[START]
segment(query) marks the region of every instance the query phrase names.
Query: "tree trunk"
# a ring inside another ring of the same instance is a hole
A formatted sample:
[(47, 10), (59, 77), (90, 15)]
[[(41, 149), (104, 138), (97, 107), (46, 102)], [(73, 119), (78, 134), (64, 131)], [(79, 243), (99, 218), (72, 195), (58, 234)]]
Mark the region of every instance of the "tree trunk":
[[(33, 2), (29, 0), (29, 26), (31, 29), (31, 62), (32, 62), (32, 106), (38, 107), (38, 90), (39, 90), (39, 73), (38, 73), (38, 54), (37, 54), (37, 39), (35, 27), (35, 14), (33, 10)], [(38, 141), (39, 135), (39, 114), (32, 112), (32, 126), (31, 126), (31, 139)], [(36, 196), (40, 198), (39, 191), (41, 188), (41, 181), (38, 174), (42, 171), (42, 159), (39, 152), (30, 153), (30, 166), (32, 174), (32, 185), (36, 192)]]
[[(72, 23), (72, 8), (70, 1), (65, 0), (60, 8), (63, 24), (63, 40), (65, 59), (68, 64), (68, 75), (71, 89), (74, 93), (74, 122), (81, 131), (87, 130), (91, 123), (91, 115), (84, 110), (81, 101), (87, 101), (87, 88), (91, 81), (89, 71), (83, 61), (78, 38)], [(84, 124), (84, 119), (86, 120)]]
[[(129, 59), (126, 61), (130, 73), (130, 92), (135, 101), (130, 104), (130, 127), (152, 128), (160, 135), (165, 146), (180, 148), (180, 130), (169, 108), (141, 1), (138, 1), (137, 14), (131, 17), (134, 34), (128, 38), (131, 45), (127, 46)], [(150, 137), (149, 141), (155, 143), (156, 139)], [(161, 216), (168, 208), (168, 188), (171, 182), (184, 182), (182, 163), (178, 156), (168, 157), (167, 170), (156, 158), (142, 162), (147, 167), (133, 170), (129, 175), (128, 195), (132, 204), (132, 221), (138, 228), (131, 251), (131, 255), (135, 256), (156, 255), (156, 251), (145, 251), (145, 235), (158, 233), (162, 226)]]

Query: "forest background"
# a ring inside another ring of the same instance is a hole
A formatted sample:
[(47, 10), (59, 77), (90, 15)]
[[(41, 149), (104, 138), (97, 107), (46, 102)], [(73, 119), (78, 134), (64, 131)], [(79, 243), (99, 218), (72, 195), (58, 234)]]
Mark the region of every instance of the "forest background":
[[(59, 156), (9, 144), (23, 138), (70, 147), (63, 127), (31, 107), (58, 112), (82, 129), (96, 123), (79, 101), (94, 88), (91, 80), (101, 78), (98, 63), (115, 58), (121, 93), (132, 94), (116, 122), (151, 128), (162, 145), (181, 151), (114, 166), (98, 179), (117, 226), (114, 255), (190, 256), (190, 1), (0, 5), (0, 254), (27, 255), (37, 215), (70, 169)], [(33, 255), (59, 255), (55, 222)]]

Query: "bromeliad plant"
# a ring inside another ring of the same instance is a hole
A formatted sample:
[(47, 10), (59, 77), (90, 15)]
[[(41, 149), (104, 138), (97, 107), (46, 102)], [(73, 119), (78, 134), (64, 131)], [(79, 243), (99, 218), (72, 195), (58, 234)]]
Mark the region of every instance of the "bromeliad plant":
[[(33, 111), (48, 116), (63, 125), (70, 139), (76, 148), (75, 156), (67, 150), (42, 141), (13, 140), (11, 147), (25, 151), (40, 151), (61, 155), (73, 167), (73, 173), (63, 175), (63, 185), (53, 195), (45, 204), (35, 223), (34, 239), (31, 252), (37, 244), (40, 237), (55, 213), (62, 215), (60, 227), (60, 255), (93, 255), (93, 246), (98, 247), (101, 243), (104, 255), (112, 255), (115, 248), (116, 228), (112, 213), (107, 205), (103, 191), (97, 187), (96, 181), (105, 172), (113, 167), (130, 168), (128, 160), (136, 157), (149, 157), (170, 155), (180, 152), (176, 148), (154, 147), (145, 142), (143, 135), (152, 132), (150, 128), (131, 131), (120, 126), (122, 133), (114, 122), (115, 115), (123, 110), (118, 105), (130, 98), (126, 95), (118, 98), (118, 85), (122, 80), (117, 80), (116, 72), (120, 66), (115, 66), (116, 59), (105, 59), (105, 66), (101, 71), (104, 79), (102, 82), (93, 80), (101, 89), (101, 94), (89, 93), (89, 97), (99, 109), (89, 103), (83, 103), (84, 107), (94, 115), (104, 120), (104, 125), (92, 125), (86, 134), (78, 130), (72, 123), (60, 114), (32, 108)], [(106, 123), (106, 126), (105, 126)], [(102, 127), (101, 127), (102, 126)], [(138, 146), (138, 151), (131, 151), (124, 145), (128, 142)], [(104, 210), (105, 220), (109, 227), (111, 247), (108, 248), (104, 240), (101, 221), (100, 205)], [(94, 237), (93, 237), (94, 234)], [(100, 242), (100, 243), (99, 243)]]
[END]
Reproduce each of the rows above word for word, leaving nothing out and changing nothing.

segment(query) marks the region of every instance the query phrase names.
Query: "tree trunk"
# a ring inside another ring of the same instance is a hole
A formatted sample:
[(47, 10), (59, 77), (90, 15)]
[[(41, 149), (104, 138), (97, 107), (46, 102)], [(73, 119), (78, 134), (64, 131)], [(79, 243), (99, 218), (72, 195), (58, 234)]]
Mark the region of every instance of the "tree trunk":
[[(33, 2), (29, 0), (29, 26), (31, 29), (31, 62), (32, 62), (32, 106), (38, 107), (38, 90), (39, 90), (39, 73), (38, 73), (38, 54), (37, 54), (37, 39), (35, 27), (35, 14), (33, 10)], [(38, 141), (39, 135), (39, 114), (32, 112), (32, 126), (31, 126), (31, 139)], [(36, 196), (40, 198), (39, 191), (41, 188), (41, 181), (38, 174), (42, 171), (42, 159), (39, 152), (30, 153), (30, 166), (32, 174), (32, 185), (36, 192)]]
[[(72, 23), (72, 8), (70, 1), (65, 0), (60, 8), (63, 24), (63, 40), (65, 59), (68, 64), (68, 75), (71, 89), (74, 93), (74, 122), (81, 131), (87, 130), (91, 123), (91, 115), (84, 110), (81, 101), (87, 101), (87, 88), (91, 81), (89, 71), (83, 61), (78, 38)], [(84, 124), (84, 119), (86, 120)]]
[[(129, 59), (126, 61), (130, 73), (130, 92), (135, 101), (130, 104), (130, 127), (152, 128), (160, 135), (165, 146), (180, 148), (180, 130), (169, 108), (141, 1), (138, 1), (137, 14), (131, 17), (134, 34), (128, 38), (131, 45), (127, 46)], [(150, 137), (149, 141), (155, 143), (156, 139)], [(161, 216), (168, 208), (168, 188), (171, 182), (184, 182), (182, 163), (178, 156), (168, 157), (167, 170), (156, 158), (142, 162), (147, 167), (133, 170), (129, 175), (128, 195), (132, 204), (132, 221), (138, 228), (131, 251), (131, 255), (135, 256), (156, 255), (156, 251), (145, 251), (145, 235), (158, 233), (162, 226)]]

Query: "forest background"
# a ring inside another ring of the same instance is a hole
A formatted sample:
[(47, 10), (59, 77), (90, 15)]
[[(41, 149), (104, 138), (97, 107), (46, 102)], [(73, 119), (78, 134), (64, 131)], [(79, 243), (99, 218), (72, 195), (58, 234)]]
Mark the region of every instance of the "forest background":
[[(59, 156), (9, 144), (23, 138), (70, 147), (63, 127), (31, 107), (58, 112), (82, 129), (96, 123), (79, 101), (94, 88), (91, 80), (101, 78), (98, 63), (115, 58), (121, 93), (132, 94), (116, 122), (151, 128), (162, 145), (181, 151), (114, 166), (98, 179), (117, 226), (114, 255), (190, 256), (190, 1), (0, 5), (0, 254), (27, 255), (37, 215), (70, 169)], [(33, 255), (59, 255), (55, 222)]]

Query: "bromeliad plant"
# a ring inside another ring of the same instance is a hole
A formatted sample:
[(47, 10), (59, 77), (90, 15)]
[[(41, 149), (104, 138), (97, 107), (46, 102)], [(73, 119), (78, 134), (64, 131)], [(79, 243), (99, 218), (72, 195), (58, 234)]]
Mark the region of every instance of the "bromeliad plant":
[[(33, 111), (48, 116), (63, 125), (70, 139), (76, 148), (75, 156), (67, 150), (42, 141), (13, 140), (11, 147), (25, 151), (40, 151), (61, 155), (73, 167), (73, 173), (63, 175), (63, 185), (53, 195), (45, 204), (35, 223), (34, 239), (31, 252), (37, 244), (40, 237), (55, 213), (62, 215), (60, 227), (60, 255), (93, 255), (93, 246), (98, 247), (101, 243), (104, 255), (112, 255), (115, 248), (116, 228), (112, 213), (107, 205), (103, 191), (97, 187), (96, 181), (105, 172), (113, 167), (130, 168), (128, 160), (136, 157), (149, 157), (170, 155), (180, 152), (176, 148), (154, 147), (145, 142), (143, 135), (152, 132), (150, 128), (131, 131), (120, 126), (122, 133), (114, 122), (115, 115), (123, 110), (118, 105), (130, 98), (126, 95), (118, 98), (118, 85), (122, 80), (117, 80), (116, 72), (120, 66), (115, 66), (116, 59), (105, 59), (105, 66), (101, 71), (104, 79), (102, 82), (93, 80), (101, 89), (101, 94), (89, 93), (89, 97), (99, 109), (89, 103), (83, 103), (84, 107), (94, 115), (104, 120), (104, 125), (92, 125), (86, 134), (78, 130), (72, 123), (60, 114), (32, 108)], [(106, 123), (106, 126), (105, 126)], [(102, 127), (101, 127), (102, 126)], [(138, 146), (138, 151), (131, 151), (124, 145), (128, 142)], [(104, 210), (105, 220), (109, 227), (111, 247), (108, 248), (104, 240), (101, 221), (100, 205)], [(94, 237), (93, 237), (94, 234)], [(100, 242), (100, 243), (99, 243)]]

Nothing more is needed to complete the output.